**Description of the task:** Starting with the line that has "the windshield wiper" in it, repeat every line through the last one, word for word, and give nothing more.
# start of Records shown
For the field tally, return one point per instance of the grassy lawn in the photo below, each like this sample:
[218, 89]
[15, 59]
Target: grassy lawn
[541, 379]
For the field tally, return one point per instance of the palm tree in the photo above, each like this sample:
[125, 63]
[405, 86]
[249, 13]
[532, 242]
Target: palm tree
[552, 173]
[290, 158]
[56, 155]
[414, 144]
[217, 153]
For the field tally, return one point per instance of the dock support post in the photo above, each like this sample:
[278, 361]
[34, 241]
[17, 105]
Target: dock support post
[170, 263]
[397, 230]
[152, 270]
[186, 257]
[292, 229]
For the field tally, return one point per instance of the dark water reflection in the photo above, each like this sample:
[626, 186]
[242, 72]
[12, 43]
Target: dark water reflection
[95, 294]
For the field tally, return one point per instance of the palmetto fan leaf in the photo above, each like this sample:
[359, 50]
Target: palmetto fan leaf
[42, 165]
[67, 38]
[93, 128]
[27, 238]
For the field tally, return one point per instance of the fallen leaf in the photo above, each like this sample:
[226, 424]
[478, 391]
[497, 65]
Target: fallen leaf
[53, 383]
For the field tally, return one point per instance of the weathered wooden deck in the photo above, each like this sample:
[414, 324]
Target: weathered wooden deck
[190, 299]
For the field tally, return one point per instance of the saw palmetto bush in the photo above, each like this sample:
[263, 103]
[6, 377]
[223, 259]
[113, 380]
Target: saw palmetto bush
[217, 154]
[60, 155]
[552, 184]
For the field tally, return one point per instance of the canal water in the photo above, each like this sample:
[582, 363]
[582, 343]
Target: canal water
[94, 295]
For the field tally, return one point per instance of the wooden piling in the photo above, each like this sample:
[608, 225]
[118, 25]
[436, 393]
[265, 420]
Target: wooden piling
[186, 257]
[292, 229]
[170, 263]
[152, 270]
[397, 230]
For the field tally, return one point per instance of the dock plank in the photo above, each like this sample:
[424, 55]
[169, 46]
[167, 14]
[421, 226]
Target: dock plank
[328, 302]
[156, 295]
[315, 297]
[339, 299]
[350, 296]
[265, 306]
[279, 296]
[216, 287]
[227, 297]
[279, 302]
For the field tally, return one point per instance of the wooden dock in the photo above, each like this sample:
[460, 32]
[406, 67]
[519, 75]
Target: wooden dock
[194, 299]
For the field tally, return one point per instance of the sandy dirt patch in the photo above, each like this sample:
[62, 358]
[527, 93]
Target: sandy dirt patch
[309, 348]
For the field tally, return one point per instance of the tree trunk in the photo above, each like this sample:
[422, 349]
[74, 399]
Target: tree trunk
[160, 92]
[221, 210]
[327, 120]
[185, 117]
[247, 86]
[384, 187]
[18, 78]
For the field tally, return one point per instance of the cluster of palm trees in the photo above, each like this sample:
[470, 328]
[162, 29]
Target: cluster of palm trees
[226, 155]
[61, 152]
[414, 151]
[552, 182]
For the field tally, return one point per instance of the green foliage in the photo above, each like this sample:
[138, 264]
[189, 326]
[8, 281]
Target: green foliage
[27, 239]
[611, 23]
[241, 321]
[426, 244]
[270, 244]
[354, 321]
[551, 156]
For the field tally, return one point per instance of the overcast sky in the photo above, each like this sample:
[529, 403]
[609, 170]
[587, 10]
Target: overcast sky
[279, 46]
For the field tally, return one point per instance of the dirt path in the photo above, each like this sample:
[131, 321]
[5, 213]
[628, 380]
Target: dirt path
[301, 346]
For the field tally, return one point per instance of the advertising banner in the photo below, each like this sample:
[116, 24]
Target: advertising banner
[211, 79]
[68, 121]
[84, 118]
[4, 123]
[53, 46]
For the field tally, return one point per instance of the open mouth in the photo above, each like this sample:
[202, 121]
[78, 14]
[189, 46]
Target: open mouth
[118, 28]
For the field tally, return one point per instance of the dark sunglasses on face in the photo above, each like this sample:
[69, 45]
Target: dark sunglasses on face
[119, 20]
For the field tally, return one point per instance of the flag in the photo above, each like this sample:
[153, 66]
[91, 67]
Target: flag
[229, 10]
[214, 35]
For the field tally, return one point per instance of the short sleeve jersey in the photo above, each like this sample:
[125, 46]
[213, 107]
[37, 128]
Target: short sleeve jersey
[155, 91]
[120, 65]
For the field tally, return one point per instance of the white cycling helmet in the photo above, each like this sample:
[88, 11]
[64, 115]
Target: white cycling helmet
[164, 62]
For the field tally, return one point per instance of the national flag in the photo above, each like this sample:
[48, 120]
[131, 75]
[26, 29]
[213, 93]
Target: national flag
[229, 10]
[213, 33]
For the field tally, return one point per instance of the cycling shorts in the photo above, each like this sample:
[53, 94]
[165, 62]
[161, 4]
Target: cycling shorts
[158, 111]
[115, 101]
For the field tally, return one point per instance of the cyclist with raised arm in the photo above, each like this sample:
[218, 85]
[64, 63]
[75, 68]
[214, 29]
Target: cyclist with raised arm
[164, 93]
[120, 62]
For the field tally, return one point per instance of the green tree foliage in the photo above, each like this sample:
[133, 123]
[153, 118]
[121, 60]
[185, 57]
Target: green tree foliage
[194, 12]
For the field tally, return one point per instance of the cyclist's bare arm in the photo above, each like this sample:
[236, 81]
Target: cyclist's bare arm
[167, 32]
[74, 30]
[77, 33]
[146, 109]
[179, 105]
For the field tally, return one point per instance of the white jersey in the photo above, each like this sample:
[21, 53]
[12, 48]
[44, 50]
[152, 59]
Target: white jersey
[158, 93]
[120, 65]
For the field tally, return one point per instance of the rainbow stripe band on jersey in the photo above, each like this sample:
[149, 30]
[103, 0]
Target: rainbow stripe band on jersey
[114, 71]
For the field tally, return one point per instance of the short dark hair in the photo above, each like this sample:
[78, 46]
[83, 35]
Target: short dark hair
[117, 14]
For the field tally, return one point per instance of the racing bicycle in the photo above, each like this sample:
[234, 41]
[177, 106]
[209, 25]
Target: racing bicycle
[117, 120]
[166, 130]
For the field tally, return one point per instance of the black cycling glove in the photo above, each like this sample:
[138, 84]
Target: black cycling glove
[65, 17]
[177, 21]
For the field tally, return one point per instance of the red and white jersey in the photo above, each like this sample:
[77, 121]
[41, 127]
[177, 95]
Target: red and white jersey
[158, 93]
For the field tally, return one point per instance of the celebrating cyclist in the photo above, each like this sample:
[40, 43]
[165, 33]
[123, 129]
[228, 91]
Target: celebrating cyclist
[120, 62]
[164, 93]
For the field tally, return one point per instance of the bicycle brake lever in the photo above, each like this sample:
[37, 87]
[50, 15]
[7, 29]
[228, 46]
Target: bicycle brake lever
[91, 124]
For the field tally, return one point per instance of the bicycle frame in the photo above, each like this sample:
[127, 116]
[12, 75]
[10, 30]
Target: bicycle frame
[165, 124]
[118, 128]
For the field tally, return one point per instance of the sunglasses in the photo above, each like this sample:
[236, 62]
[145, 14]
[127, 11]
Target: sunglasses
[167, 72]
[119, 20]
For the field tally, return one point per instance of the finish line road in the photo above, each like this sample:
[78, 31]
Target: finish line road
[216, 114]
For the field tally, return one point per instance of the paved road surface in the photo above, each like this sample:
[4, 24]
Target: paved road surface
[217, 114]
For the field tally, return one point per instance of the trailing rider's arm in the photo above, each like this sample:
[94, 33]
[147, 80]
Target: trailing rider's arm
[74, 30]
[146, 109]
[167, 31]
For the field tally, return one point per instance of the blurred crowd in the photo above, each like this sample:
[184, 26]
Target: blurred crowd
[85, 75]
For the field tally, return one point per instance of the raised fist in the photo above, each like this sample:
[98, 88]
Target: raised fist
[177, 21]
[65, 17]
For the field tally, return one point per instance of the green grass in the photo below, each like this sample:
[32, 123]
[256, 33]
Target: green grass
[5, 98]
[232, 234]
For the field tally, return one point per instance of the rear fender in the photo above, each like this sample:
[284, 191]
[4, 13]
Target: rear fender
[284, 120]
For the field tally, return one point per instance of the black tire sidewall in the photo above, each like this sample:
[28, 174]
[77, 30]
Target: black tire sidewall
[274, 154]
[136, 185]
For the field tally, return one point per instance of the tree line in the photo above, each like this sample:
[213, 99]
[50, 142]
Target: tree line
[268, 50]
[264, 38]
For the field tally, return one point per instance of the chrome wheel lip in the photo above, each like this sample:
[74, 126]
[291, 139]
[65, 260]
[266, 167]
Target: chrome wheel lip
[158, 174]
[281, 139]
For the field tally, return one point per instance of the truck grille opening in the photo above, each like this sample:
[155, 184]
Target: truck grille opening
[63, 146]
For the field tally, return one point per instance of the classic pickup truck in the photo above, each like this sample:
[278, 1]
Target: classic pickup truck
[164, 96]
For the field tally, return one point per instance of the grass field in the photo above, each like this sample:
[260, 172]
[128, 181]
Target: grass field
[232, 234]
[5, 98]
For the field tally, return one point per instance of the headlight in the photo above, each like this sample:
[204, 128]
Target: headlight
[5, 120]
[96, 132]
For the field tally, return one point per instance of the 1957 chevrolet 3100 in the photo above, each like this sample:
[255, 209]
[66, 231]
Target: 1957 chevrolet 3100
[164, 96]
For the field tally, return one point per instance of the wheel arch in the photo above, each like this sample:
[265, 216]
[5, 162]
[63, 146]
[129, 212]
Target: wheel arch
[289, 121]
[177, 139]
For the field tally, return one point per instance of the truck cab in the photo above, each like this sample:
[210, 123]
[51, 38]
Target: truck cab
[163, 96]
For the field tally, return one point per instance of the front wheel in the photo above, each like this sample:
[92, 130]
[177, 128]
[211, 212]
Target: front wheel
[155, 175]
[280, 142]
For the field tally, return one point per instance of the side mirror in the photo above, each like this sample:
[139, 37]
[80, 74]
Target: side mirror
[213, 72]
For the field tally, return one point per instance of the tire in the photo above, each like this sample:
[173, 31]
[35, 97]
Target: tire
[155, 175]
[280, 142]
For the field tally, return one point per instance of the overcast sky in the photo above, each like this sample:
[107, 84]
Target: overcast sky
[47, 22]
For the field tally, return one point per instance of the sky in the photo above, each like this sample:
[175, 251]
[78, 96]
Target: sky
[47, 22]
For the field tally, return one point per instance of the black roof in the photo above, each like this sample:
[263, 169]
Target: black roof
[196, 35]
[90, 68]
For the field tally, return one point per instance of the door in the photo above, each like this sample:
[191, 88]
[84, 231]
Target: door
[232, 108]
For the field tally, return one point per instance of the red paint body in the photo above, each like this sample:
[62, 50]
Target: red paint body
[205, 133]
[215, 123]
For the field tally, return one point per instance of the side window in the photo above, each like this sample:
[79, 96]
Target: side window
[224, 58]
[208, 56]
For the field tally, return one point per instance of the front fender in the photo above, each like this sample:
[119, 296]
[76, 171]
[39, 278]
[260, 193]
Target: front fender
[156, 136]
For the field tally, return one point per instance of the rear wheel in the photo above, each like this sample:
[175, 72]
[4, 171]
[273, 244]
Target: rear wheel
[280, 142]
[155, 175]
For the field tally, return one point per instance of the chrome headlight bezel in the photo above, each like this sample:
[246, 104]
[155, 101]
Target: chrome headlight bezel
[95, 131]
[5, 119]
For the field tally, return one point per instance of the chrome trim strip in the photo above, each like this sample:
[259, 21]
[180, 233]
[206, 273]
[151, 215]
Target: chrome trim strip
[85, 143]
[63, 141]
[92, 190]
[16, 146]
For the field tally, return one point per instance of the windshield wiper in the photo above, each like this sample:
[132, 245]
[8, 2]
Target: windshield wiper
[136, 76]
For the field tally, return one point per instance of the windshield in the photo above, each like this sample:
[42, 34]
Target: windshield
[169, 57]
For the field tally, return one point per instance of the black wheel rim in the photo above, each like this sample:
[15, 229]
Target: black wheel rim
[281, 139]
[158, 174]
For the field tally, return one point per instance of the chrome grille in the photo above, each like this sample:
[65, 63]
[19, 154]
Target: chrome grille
# end of Records shown
**Expected answer:**
For the field tally, return one point per instance of the windshield wiper in the photo above, each like this sample:
[132, 245]
[8, 2]
Target: windshield wiper
[136, 76]
For the field tally, return one point per instance of the windshield in the photo above, each like this sample:
[42, 34]
Target: windshield
[169, 57]
For the field tally, return one point per instance of the black wheel rim in the photo above, each like this sample:
[15, 229]
Target: black wheel rim
[281, 139]
[158, 174]
For the field tally, return one point per instance of the chrome grille in the photo above, each like this sample:
[65, 63]
[19, 154]
Target: chrome grille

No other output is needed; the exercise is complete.